To: Mike Johnston who wrote (76003)12/19/2006 12:12:40 AM
From: mishedlo  Respond to of 110194
 
Prices are determined by both, demand AND supply.

Yes of course
Where in that picture is cost?

When costs of production increase, if prices do not go up to reflect that, supply will drop, then pushing prices higher.

Not necessarily. You ignore that demand can fall to zero regardless of cost of production. If demand for beanie babies drops to zero you have to give the damn things away regardless of what its costs to produce them.

Demand can easily fall faster than costs. If that happens there simply are no buyers for all kinds of stuff.

You also ignore practicality.
Take a Nail Salon for example.
Suppose they need to charge $20 a visit to break even.
But all of a sudden there is no demand at $20.
Will the salon lower prices to $15 and hope to cut costs somewhere else, or perhaps hope to stay in business long enough to eventually start making a profit?

Sure he can charge $20 and go out of business because of no business very quickly or he can charge $15 and get some traffic at a loss.

What would you do?
Yes eventually that Nail salon goes out of business and that is exactly what will happen all over the freaking place as people start cutting discretionary spending.

My point is we have overcapacity in damn near everything, and regardless of what it costs to run those businesses they can set prices but if demand is not there forget about it.

Why do you think Bennegan's and a bunch of other restuarants lowered prices?

This is purely a supply demand issue and "need to make a profit" is meaningless. Cost to make the item is not relevant. It is pure supply demand.

I expect lots of marginal businesses to go under as discretionary spending drops. Then what? Then we have another person out of work and in bankruptcy credit is destroyed.

Then what. There there is an empty store in the strip mall. Then perhaps 2 empty stores. then the strip mall owner better lower his price regardless of what his costs are just to get tennants.

:::

* **Work instructions**:
In the forum post, how much does the nail salon need to charge per visit to break even?

:::

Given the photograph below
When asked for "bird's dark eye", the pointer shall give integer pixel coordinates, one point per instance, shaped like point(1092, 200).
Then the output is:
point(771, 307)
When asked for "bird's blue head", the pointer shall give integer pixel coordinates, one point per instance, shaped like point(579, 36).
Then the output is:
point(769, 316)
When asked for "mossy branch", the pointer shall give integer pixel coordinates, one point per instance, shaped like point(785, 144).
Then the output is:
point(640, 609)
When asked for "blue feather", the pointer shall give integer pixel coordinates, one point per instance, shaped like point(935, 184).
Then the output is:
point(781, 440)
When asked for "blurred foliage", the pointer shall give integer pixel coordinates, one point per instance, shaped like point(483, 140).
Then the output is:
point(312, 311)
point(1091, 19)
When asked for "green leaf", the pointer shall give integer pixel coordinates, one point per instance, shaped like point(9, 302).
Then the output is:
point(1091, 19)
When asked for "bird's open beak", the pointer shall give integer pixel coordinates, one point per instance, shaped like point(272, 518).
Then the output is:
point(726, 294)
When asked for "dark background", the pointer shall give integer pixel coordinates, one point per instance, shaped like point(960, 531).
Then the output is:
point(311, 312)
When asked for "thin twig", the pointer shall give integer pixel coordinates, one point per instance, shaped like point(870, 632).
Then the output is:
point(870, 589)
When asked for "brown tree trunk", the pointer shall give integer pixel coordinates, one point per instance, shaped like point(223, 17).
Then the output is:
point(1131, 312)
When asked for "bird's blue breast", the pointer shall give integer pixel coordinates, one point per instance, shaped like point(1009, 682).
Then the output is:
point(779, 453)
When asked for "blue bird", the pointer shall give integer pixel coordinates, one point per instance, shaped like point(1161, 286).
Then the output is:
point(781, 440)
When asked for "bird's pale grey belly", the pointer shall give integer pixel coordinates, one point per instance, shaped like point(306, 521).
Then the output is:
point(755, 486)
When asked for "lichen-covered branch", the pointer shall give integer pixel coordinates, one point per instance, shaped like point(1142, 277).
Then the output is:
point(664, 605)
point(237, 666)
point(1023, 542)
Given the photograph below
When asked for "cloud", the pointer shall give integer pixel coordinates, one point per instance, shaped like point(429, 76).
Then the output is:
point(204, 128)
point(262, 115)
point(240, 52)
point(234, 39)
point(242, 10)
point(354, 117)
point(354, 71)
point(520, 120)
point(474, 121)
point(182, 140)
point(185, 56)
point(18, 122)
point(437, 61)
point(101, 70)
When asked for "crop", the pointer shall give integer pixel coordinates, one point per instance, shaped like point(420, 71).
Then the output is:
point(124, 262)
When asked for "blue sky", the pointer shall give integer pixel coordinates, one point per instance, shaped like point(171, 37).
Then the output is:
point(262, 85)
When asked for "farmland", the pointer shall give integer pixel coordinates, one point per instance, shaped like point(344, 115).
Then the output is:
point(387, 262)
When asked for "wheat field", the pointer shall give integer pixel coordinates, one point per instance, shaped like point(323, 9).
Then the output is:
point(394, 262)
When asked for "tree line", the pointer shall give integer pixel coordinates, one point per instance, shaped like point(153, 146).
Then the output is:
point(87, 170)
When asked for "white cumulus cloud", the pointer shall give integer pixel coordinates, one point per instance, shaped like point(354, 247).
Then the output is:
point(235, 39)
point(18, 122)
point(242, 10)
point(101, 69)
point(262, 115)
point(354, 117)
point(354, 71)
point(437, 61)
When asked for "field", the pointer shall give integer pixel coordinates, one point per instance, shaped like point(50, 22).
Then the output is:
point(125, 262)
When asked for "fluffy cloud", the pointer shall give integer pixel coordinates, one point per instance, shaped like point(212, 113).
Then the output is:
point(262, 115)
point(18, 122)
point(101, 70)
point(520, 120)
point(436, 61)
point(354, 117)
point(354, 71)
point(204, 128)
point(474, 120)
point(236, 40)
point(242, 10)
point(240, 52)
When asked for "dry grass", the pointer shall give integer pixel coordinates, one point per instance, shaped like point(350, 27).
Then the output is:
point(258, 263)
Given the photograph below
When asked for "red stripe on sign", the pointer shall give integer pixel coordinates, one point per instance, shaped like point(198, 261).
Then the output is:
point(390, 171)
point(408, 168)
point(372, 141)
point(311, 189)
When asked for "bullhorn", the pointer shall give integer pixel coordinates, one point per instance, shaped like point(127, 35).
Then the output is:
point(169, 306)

:::

* **The completed task**:
$20 a visit.